Written tasks:
- a) According to the Inyo National Forest press release on snowmobile patrols, where can free Winter Recreation Trail maps be picked up?
- b) Resume the Inyo National Forest press release on snowmobile patrols, writing on from its final sentence.

Document segment:

Forest Service warns of snowmobile patrol; cites 6 for trespass

(Inyo National Forest press release)

snomobileInyo National Forest law enforcement personnel have once again started their snowmobile patrols for the 2012 season. In a continuing effort to protect congressionally designated wilderness within the Inyo National Forest from illegal snowmobile use, law enforcement patrols will be routinely patrolling problem areas both on skis and snowmobiles and through aerial reconnaissance.  The patrols will be looking for people whose snowmobiles have strayed into “off-limit” areas of the Forest, such as designated wilderness and other areas specifically closed to snowmobiles.  Areas that will be regularly patrolled include: designated wilderness and Research Natural Areas, the Mammoth Lakes Basin, Obsidian Dome cross-country ski trails, Shady Rest cross-country ski trails and the area west of the G-trail from June Lake Junction south to the Glass Creek Hill.  Free Winter Recreation Trail maps that display where the motorized restricted areas are located can be picked up at the Mammoth Welcome Center.

Dataset records:

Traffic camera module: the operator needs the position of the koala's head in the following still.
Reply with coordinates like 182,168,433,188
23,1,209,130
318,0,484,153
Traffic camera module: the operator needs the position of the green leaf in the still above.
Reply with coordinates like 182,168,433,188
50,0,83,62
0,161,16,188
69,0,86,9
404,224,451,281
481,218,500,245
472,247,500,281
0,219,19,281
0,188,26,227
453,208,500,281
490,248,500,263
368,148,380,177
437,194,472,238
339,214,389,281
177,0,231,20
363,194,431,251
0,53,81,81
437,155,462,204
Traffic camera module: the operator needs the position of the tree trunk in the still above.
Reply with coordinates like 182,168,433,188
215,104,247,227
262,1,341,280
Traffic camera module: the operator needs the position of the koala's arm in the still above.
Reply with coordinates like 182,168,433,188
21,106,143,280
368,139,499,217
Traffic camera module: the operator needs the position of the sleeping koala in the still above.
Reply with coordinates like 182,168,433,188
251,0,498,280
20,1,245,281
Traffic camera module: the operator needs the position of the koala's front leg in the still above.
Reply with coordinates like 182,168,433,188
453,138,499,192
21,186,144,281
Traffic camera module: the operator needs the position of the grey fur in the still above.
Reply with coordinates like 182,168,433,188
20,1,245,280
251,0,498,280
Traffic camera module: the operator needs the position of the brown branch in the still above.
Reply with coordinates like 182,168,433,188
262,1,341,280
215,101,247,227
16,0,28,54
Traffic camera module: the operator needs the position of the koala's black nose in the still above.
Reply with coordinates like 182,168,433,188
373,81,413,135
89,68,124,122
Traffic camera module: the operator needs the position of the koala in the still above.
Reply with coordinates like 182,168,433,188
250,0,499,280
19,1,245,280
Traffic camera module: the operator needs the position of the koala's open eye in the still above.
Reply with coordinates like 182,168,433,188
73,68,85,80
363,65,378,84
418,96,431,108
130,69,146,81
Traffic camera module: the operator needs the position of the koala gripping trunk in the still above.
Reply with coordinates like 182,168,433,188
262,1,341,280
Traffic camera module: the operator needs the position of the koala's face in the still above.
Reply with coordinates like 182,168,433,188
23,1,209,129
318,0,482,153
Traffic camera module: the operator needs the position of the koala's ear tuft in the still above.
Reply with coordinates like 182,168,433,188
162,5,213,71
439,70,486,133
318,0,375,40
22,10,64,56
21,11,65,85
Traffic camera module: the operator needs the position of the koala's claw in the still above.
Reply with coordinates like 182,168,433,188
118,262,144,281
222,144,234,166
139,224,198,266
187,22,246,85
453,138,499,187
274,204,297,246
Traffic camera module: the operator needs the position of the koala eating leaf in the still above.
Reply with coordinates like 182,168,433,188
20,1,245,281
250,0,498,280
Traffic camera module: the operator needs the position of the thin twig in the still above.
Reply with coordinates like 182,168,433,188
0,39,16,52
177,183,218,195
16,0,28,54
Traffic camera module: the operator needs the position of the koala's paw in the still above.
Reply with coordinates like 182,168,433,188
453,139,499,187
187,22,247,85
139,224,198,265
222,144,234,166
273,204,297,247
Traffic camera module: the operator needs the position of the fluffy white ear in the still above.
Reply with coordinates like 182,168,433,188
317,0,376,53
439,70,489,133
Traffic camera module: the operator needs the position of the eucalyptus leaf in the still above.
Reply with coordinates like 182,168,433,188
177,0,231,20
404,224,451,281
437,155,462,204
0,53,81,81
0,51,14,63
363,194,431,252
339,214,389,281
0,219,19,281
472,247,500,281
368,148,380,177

Per-task outputs:
- a) At the Mammoth Welcome Center.

- b)
 During the week of February 13, six local residents were cited for trespassing in the Owens River Headwaters Wilderness, in the area known as the Slash Pit.  Unfortunately reduced snowpack this year has led to a concentration of use in this area.   Law enforcement officials would like to thank the public for information that they have provided regarding snowmobile trespass, and they encourage anyone witnessing violations to call the Interagency Dispatch Center at 760-873-2405.  For more information, please contact Lisa Walker, Recreation Specialist, at 760-647-3031.

The nation’s federally designated wilderness areas have prohibited motorized use since the passing of the 1964 Wilderness Act, making them off limits to all motorized vehicles.  Despite these prohibitions snowmobile tracks and public reports indicate that numerous riders venture into these closed areas every winter season.  Riding in a congressionally designated wilderness or other closed area is a Federal and state offense carrying fines of up to $5,000 and/or six months in jail, in addition to possible seizure of the snowmobiles used in the commission of the crime.

 It is the rider’s responsibility to know where these closed or restricted areas are located and their boundaries.  Major winter trailheads and launching points have kiosks with maps showing the restricted areas; maps are also posted online at

If in doubt, you should check with a local Ranger Station or visitor center.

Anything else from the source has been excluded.